* Text section *
--- Begin ---

The U.S. considers an arrangement or treaty to be effectively verifiable if the degree of verifiability is judged sufficient given the compliance history of the parties involved, the risks associated with noncompliance, the difficulty of response to deny violators the benefits of their violations, the language and measures incorporated into the agreement and our own national means and methods of verification. The degree of verifiability must be high enough to enable the United States to detect noncompliance in sufficient time either to have the violation reversed or, particularly in the case of intentional noncompliance, to reduce the threat presented by the violation and to deny the violator the benefits of his wrongdoing.
Please note that the degree of verifiability is not judged on the basis of whether or not the agreement contains detailed provisions for data exchanges, on-site inspections or other types of cooperative arrangements. Such measures are tools that may help to increase our confidence that other states are complying or may facilitate detection of noncompliance - but their efficacy is limited. Verifiability assessments are informed by this much broader array of factors.
It is also important to understand that the challenge of making verifiability and compliance assessments is a national as well as an international challenge.
International organizations and mechanisms such as the IAEA (International Atomic Energy Agency) and OPCW (Organization for Prohibition of Chemical Weapons) Technical Secretariats and their executive organs can provide useful and essential input to nations for their consideration in making these assessments. They can provide useful fora for sharing other information, for sharing judgments and for deliberating response options. But, international organizations are not parties to agreements, and do not make compliance judgments absent a collective decision by their member states. States are parties to agreements. Through their national compliance assessments, states are ultimately responsible for evaluating the compliance of other States Parties.
It is a common misperception that a combination of international data declarations, international cooperative measures (including technical measures) and on-site inspection regimes by themselves will be sufficient for detecting noncompliance. In fact, data declarations, cooperative measures and on-site inspections can provide useful and often invaluable information. They are useful tools for investigating indications of non-compliance -- as we've seen the IAEA do in Iran, for example -- and they are useful tools for detecting inadvertent violations. However, inspections provide information according to the agreed access and collection capabilities negotiated by the parties, and only provide such information as is available at the specific time and place of the inspection. Even cooperative measures, such as remote cameras and seals for continuous monitoring -- while quite powerful -- are limited to the locations where they are employed.
If, however, significant prohibited activities can take place outside of declared locations or times, the contribution of inspections to verification of compliance or noncompliance is severely limited.
Inspections can be an important means of assuring states that an agreement is operating as anticipated. However, we must never lose sight of the fundamental truth of all inspections -- the absence of evidence is not necessarily evidence of absence. Time and again, determined cheaters have proven capable of evading inspectors.

--- End ---

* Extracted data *

--- Begin ---

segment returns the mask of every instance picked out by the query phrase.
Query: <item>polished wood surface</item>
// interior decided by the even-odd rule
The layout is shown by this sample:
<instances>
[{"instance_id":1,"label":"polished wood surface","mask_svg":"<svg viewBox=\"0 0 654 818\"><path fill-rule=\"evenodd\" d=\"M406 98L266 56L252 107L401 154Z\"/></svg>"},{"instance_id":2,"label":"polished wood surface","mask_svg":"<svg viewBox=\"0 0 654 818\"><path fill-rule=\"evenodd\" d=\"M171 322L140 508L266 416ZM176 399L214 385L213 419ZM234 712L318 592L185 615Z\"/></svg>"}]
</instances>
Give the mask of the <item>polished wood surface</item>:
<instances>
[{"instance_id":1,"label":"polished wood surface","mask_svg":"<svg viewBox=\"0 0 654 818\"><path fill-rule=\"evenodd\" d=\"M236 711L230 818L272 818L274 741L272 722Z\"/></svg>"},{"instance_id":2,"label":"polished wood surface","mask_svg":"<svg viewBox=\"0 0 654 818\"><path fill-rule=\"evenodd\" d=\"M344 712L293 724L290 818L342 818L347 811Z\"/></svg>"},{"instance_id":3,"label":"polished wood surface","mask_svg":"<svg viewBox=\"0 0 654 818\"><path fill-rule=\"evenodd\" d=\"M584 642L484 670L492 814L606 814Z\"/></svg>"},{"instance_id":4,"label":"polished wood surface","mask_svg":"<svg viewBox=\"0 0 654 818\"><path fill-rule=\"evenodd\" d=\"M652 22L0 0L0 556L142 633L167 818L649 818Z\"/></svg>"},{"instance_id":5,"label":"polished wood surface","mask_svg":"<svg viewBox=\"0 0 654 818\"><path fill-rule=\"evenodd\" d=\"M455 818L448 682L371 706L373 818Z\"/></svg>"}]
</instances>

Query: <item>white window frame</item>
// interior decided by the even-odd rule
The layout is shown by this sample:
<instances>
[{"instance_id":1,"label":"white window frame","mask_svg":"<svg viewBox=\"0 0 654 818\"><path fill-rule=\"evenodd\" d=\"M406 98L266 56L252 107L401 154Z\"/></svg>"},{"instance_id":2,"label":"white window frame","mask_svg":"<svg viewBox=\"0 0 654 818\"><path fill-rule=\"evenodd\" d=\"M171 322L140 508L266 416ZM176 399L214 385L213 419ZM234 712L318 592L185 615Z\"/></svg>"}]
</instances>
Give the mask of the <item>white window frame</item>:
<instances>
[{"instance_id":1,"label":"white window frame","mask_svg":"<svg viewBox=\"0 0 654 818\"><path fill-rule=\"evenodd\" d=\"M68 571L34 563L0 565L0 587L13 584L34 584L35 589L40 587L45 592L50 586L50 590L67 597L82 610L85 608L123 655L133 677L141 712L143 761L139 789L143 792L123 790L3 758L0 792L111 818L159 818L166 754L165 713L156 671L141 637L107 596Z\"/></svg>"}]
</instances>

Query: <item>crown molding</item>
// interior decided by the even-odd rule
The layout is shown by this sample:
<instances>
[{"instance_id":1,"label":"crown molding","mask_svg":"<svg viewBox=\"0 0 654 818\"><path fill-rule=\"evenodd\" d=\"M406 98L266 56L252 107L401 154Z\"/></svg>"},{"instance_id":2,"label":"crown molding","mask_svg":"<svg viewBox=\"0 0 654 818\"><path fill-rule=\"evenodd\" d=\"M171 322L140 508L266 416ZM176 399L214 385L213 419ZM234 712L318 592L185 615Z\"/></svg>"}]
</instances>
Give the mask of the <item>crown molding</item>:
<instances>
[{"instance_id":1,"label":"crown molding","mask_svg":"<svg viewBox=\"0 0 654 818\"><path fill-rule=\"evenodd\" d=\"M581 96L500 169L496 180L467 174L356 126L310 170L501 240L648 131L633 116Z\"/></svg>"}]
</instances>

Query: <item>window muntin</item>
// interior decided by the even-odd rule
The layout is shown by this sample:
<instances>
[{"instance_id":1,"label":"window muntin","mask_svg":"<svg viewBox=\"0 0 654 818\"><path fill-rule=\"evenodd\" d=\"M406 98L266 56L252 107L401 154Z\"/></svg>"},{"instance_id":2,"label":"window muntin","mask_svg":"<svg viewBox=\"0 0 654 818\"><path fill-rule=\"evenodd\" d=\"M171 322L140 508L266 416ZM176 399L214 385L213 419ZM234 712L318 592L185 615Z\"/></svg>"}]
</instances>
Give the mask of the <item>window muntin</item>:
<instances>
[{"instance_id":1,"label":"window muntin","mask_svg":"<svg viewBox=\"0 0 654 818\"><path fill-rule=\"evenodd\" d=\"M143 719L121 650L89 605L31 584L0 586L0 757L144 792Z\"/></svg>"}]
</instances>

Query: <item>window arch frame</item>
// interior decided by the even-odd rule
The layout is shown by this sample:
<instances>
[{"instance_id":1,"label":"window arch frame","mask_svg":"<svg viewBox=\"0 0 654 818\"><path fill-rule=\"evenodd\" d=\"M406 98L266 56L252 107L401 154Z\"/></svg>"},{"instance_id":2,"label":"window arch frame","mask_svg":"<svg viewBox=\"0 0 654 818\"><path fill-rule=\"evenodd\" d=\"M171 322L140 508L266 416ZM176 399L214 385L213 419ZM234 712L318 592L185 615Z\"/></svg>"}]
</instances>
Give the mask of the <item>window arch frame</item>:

--- End ---

* Exercise details *
Can you reproduce, word for word, the part of the treaty verification passage that opens with "It is also important" and closes with "an international challenge."?

* The reply *
It is also important to understand that the challenge of making verifiability and compliance assessments is a national as well as an international challenge.